(Stored entries)
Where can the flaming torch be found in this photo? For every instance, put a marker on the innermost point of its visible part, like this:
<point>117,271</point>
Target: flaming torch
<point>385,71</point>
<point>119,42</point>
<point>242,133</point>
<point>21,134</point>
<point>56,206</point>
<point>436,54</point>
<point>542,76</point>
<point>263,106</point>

EXERCISE BRIEF: Rewrite the items above, changing every "flaming torch" to "burning torch" and leaving everything else as it is.

RESPONSE:
Where can the burning torch be found in this photo? For every instance, put a marker on the innermost point of its visible part, like this:
<point>117,271</point>
Target: burning torch
<point>385,71</point>
<point>119,42</point>
<point>242,133</point>
<point>21,134</point>
<point>56,206</point>
<point>436,54</point>
<point>542,76</point>
<point>263,106</point>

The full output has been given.